EXERCISE PASSAGE:
Contaminating Water Sources:

The destruction caused by warfare often results in toxic contaminants entering water bodies, posing risks to both the quantity and quality of water sources. Infrastructure, including pipes and sewage systems, is frequently damaged, leading to issues of water scarcity and the release of pollutants into the environment.

In the aftermath of such attacks, the cleanup process further strains water resources, amplifying the challenges faced by communities in ensuring access to safe and clean water. The consequences of water contamination and scarcity add to the complex humanitarian and environmental issues arising from armed conflicts.

Shedding light on the water crisis, he said, “In conflict zones, water scarcity is exacerbated, and the consequences are amplified during warfare. The toxic effects on water bodies intensify due to the simultaneous need for cleanup and the destruction of water infrastructure, including sewage systems and pipes.

DATASET CONTENT:
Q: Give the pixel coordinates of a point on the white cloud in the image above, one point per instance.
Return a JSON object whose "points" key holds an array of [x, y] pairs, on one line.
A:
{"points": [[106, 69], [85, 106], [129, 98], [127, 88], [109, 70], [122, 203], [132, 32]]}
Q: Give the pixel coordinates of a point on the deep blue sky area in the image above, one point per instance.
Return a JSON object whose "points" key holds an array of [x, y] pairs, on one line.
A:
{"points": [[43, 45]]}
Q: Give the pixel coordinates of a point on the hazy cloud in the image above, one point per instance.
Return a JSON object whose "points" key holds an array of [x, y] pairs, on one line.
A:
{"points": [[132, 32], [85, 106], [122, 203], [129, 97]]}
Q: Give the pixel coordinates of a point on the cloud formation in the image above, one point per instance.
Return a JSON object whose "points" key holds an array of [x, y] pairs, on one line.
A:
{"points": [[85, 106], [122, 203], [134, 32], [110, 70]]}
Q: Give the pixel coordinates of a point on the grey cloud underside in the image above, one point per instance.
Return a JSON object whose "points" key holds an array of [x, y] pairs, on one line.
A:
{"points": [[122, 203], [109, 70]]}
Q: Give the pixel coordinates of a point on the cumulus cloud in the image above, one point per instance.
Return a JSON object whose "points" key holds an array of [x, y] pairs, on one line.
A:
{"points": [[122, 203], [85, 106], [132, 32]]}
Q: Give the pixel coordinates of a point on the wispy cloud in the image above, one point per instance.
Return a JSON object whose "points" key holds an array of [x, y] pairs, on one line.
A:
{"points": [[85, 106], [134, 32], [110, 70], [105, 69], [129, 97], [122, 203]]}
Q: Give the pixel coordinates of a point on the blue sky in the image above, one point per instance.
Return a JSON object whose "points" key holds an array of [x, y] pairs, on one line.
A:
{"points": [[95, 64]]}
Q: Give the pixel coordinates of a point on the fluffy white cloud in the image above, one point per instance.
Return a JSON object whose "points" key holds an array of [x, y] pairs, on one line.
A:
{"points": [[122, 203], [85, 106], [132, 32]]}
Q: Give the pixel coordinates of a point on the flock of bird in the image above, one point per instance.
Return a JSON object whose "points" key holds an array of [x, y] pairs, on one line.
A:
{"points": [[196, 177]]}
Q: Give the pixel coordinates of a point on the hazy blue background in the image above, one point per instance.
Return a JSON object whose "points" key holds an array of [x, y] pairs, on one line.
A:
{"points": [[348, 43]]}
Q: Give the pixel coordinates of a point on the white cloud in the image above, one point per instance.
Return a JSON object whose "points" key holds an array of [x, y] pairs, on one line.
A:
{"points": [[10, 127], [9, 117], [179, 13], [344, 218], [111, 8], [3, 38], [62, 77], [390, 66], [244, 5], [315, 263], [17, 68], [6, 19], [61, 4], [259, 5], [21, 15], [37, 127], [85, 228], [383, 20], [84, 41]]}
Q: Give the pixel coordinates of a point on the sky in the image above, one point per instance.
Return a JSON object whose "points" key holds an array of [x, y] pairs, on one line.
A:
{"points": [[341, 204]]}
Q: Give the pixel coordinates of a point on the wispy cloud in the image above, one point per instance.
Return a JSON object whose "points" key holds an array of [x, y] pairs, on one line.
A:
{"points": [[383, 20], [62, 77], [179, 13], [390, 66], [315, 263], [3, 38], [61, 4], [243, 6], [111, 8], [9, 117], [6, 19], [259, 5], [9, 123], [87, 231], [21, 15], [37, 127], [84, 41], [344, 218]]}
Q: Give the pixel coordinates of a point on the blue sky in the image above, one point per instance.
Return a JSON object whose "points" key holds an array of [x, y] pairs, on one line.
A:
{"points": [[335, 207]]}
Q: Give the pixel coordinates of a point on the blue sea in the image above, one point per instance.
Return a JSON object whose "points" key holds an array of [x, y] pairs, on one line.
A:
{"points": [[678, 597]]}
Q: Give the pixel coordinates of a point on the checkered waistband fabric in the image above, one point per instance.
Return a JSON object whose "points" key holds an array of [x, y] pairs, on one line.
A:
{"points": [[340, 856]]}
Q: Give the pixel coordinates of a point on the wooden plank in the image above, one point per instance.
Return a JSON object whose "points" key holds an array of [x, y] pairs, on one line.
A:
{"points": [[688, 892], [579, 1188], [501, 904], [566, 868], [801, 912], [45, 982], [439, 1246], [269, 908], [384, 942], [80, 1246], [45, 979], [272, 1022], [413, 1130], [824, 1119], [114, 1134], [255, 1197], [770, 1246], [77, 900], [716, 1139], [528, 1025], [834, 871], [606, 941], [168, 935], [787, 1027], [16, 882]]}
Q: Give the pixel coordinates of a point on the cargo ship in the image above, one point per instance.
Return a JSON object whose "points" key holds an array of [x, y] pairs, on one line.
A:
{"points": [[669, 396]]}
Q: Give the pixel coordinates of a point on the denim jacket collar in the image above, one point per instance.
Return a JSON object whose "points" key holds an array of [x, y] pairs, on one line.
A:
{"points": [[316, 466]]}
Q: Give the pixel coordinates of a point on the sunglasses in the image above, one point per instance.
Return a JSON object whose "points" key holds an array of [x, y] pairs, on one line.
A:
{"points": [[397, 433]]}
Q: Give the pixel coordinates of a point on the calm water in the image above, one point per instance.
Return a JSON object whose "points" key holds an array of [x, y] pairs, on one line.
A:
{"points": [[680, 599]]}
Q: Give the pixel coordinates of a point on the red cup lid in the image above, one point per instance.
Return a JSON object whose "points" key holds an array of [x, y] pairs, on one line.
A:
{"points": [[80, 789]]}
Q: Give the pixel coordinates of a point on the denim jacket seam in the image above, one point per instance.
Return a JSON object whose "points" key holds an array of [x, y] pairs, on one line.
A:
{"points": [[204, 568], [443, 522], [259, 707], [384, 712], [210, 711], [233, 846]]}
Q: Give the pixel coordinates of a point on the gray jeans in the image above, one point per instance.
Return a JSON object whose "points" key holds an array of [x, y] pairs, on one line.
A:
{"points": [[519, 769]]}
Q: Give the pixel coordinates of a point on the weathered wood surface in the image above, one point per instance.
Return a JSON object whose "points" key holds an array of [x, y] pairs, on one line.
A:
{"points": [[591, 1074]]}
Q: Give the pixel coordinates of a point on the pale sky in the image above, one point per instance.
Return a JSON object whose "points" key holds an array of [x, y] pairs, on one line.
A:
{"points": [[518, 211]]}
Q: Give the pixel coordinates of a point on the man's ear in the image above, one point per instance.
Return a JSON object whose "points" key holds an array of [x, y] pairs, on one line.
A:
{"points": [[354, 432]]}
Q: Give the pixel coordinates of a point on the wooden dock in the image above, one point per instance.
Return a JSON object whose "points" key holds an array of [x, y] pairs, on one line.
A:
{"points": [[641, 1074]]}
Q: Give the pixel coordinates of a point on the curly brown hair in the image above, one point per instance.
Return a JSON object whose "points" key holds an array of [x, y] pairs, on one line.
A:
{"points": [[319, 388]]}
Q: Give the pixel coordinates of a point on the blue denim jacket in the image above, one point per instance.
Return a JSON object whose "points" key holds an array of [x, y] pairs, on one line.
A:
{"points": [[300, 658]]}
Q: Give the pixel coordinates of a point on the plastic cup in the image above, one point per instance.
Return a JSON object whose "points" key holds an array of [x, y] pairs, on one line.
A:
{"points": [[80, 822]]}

PROMPT 1:
Print the passage on contaminating water sources from "In the aftermath" up to and including "from armed conflicts.".
PROMPT 2:
According to the passage on contaminating water sources, which infrastructure is frequently damaged in warfare?
PROMPT 3:
Go on with the passage on contaminating water sources from the point where it stops.

EXPECTED OUTPUT 1:
In the aftermath of such attacks, the cleanup process further strains water resources, amplifying the challenges faced by communities in ensuring access to safe and clean water. The consequences of water contamination and scarcity add to the complex humanitarian and environmental issues arising from armed conflicts.

EXPECTED OUTPUT 2:
Pipes and sewage systems.

EXPECTED OUTPUT 3:
“This results in lead contamination of water systems, contributing to various diseases such as typhoid and cholera. The lack of healthcare and damaged infrastructure further compounds the health risks associated with untreated sewage, revealing the multifaceted challenges faced in these areas. The impact of soil inequality has also been acknowledged in the discourse.”

Impact On Wildlife:

The natural movement patterns of animals are significantly disrupted during times of war. The upheaval caused by armed conflicts, including bombings and destruction of habitats, impedes the normal migration and roaming behaviours of wildlife. Traditional routes and territories become inaccessible or dangerous, forcing animals to alter their movement patterns. The resulting disruption can have cascading effects on ecosystems, affecting biodiversity and the overall balance of natural habitats.

Commenting on the impact of war on wildlife and ecosystems in the conflict areas, Ali explained, “Yeah, you know, it changes the environment there, the ecosystem. So, you will have animals that may naturally move from one area to the next that no longer can do that. You will also have significant impacts on species that are there, as their numbers will begin to shrink. We’ve found that in these types of conflicts, many animals stop breeding. Therefore, many animals cease breeding, contributing to a reduction in wildlife and fauna. These consequences in fact extend to both human and wildlife populations within the affected areas.”

What Laws Govern The Conflict?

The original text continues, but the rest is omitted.